### Work to be completed:
Copy the rows from the line containing "Target: tree branch stump" through the end of the rows, substituting "coat" for every "jacket" and leaving everything else unchanged. Leave the pictures out.
--- Data excerpts ---
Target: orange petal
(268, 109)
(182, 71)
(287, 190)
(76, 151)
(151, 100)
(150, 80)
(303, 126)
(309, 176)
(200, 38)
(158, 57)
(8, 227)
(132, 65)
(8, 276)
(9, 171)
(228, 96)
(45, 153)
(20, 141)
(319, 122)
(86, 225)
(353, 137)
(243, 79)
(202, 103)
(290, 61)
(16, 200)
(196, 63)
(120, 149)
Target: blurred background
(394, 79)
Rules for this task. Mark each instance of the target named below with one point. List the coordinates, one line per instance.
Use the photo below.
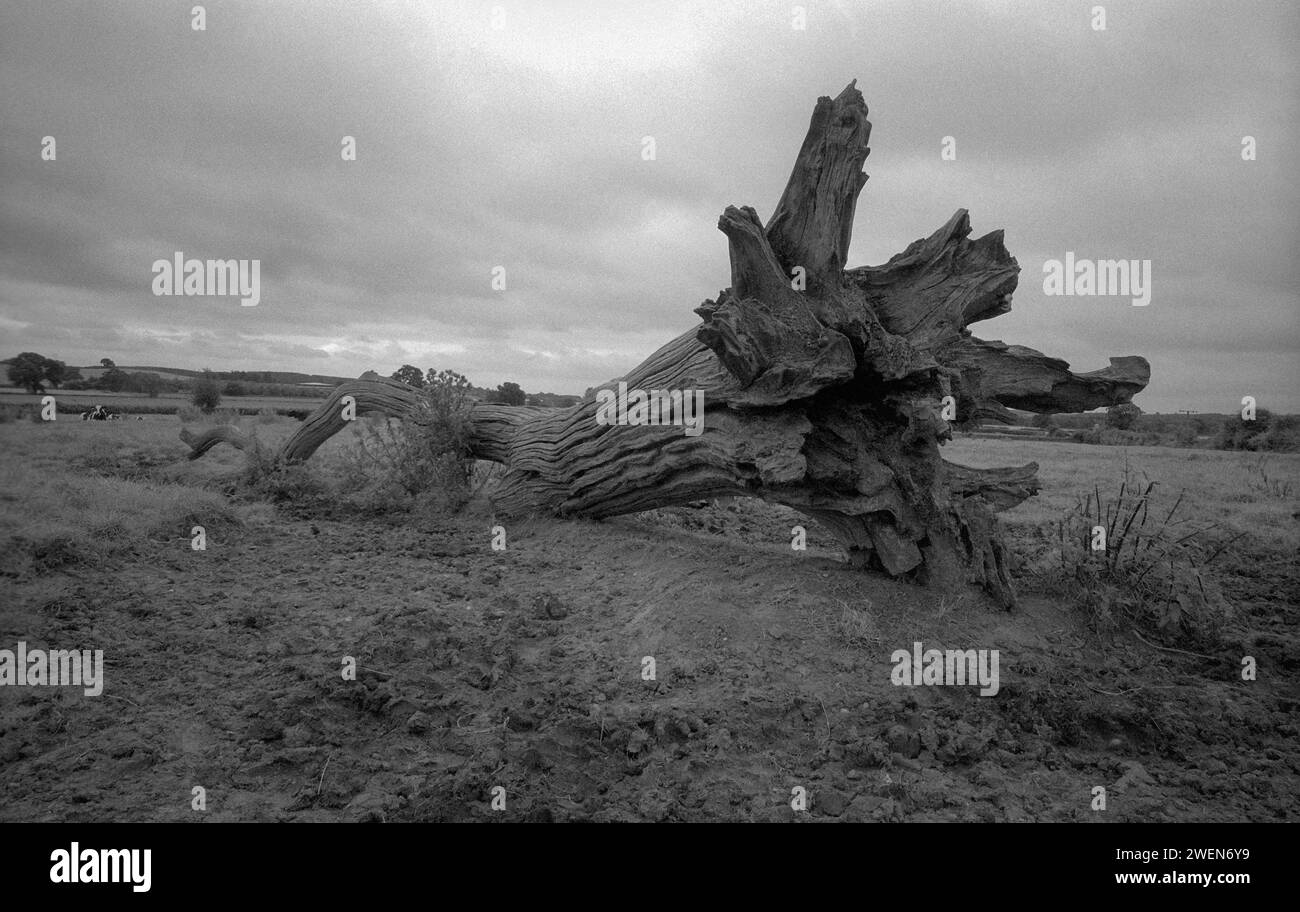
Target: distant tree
(56, 372)
(1122, 416)
(206, 394)
(1238, 433)
(410, 376)
(146, 382)
(510, 394)
(29, 372)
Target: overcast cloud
(521, 147)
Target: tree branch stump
(827, 395)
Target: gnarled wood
(828, 398)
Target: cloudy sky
(510, 134)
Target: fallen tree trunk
(824, 389)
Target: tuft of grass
(1153, 572)
(856, 625)
(1269, 485)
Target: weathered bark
(826, 396)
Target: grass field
(73, 403)
(521, 667)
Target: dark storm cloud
(521, 148)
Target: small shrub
(423, 460)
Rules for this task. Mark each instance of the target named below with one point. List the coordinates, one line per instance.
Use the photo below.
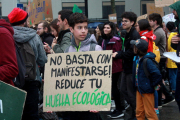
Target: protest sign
(168, 18)
(152, 9)
(39, 10)
(12, 102)
(78, 81)
(142, 17)
(172, 55)
(113, 18)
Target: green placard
(11, 102)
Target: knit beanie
(170, 26)
(17, 16)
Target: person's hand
(54, 42)
(49, 111)
(94, 111)
(175, 39)
(114, 54)
(47, 48)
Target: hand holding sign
(78, 81)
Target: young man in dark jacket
(43, 31)
(8, 60)
(127, 54)
(144, 85)
(176, 45)
(64, 37)
(18, 19)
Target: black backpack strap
(145, 68)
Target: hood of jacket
(148, 34)
(149, 55)
(23, 34)
(3, 23)
(88, 40)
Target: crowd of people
(139, 69)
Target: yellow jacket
(170, 63)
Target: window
(71, 5)
(120, 8)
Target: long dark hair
(144, 25)
(112, 33)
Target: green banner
(11, 102)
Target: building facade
(97, 9)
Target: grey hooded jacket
(84, 45)
(24, 34)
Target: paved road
(167, 112)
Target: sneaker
(159, 106)
(117, 114)
(167, 101)
(156, 110)
(127, 106)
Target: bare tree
(113, 7)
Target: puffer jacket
(143, 84)
(115, 44)
(127, 54)
(170, 63)
(24, 34)
(8, 60)
(149, 37)
(84, 45)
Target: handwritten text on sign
(78, 81)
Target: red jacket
(115, 44)
(8, 61)
(149, 37)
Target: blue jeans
(156, 99)
(32, 99)
(177, 93)
(172, 77)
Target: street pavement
(167, 112)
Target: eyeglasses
(125, 21)
(39, 28)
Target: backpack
(156, 52)
(148, 75)
(29, 60)
(19, 80)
---
### The output:
Target: tree branch stump
(827, 395)
Target: gnarled wood
(828, 398)
Target: cloudy sky
(510, 134)
Target: fallen tree trunk
(824, 389)
Target: tuft of grass
(1153, 572)
(856, 625)
(1269, 485)
Target: weathered bark
(826, 396)
Target: grass field
(73, 403)
(521, 667)
Target: dark storm cloud
(521, 148)
Target: small shrub
(423, 460)
Rules for this task. Mark each instance of the target named below with one point. List the coordinates, one line per instance.
Use the photo below.
Target: protest sign
(168, 18)
(152, 9)
(39, 10)
(12, 102)
(78, 81)
(142, 17)
(172, 55)
(113, 18)
Target: green placard
(11, 102)
Target: knit beanie
(170, 26)
(17, 16)
Target: person's hand
(54, 42)
(49, 111)
(94, 111)
(175, 39)
(114, 54)
(47, 48)
Target: hand holding sign
(78, 81)
Target: young man in dark coat
(43, 31)
(8, 60)
(127, 54)
(144, 85)
(176, 45)
(64, 37)
(18, 19)
Target: black backpack strap
(145, 68)
Target: hood of coat
(148, 34)
(149, 55)
(23, 34)
(3, 23)
(88, 40)
Target: crowd of people
(139, 69)
Target: yellow coat
(170, 63)
Target: window
(71, 5)
(120, 8)
Target: long dark hair
(144, 25)
(112, 33)
Target: green banner
(11, 102)
Target: building facade
(97, 9)
Target: grey hooded coat
(84, 45)
(24, 34)
Target: paved road
(167, 112)
Target: sneaker
(159, 106)
(117, 114)
(167, 101)
(156, 110)
(127, 106)
Target: bare tree
(113, 7)
Target: puffer coat
(143, 84)
(115, 44)
(127, 54)
(170, 63)
(24, 34)
(8, 60)
(149, 37)
(84, 45)
Target: handwritten text on sign
(78, 81)
Target: red coat
(115, 44)
(8, 61)
(149, 37)
Target: blue jeans
(156, 99)
(32, 99)
(177, 93)
(172, 77)
Target: street pavement
(167, 112)
Target: eyeglasses
(125, 21)
(39, 28)
Target: backpack
(156, 52)
(148, 75)
(29, 60)
(19, 80)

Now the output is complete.